• AUSZUG ZUM LESEN
........
Nur gebe ich zu bedenken, dass man erstens eine Boot-CD haben sollte, G Data z.B. hat eine Boot-CD-Erstellung dabei, damit kann man den Rechner auf Rootkits hin überprüfen, kleine Schädlinge die sich im laufenden Betriebssystem verstecken können ...
Darum sollte man gelegentlich mal einen Scan z.B. unter einer gebooteten Linux-Umgebung durchführen. 

Zweiter Punkt, ist die kostenlose Avira-Version mittlerweile nichtmehr so abgespeckt wie früher? Falls zu eingeschränkt im Umfang, quasi wertlos. (Beziehe mich nur auf die kostenlose Version)

Ein Nachteil bei G-Data; der braucht mind. Dual-Core (hat hier wohl jeder). Netbook, schwaches Notebook nicht brauchbar, da viel zu langsam.
........
• AUFGEFÜHRTE DATEN

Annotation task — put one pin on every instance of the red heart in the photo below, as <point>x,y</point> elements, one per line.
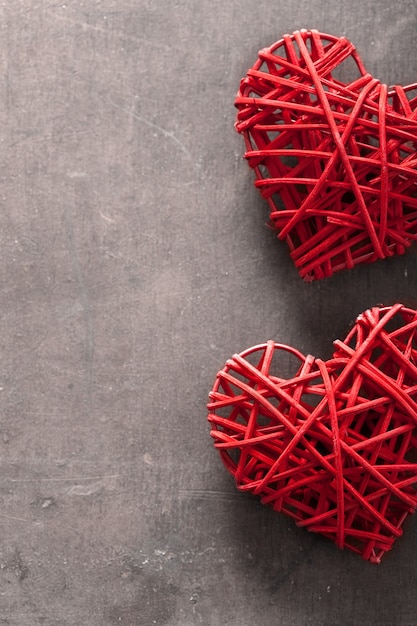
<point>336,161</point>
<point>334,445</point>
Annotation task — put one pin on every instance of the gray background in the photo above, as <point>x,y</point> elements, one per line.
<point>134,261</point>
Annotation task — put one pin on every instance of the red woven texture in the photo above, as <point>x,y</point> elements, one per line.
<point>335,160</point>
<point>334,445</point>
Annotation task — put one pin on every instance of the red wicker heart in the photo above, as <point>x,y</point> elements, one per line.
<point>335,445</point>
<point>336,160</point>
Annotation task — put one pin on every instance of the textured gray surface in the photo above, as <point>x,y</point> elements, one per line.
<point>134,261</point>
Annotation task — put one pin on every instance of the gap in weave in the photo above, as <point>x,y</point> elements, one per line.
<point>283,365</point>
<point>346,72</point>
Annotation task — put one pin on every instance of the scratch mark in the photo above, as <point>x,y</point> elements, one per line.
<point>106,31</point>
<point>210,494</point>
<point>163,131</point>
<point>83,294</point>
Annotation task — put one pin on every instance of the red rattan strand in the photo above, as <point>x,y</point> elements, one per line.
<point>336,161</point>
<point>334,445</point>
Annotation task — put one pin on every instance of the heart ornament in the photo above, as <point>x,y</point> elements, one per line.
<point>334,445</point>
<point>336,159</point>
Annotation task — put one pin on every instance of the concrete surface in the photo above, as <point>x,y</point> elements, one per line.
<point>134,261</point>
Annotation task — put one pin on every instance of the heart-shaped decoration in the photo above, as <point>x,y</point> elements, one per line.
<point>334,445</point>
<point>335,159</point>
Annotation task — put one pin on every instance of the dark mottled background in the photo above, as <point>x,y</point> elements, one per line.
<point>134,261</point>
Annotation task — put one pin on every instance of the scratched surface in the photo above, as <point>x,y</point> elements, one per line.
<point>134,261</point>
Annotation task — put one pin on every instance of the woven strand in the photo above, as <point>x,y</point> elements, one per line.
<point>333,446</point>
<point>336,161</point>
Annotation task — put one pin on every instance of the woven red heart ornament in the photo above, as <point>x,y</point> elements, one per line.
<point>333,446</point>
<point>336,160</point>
........
• ZIEL DER ÜBUNG
Schreibe den Forenbeitrag über Virenschutzprogramme nach seinem letzten Satz weiter. Die Daten spielen hierfür keine Rolle.

• GELÖSTE ÜBUNG
Da würde ich dann auch zu Avira (Kaufversion) greifen. 

Nur sind die Kaufversionen mittlerweile so günstig: 3 Rechner-Lizenz für ein Jahr für unter 30 Euro. (G Data).
Da kann man nicht meckern, und bekommt auch alle paar Minuten updates der Signaturen.

Nur gebe ich zu bedenken, ich ärgere mich gerade so richtig über G Data, anderer Thread. Aber ich hoffe, die bessern nach.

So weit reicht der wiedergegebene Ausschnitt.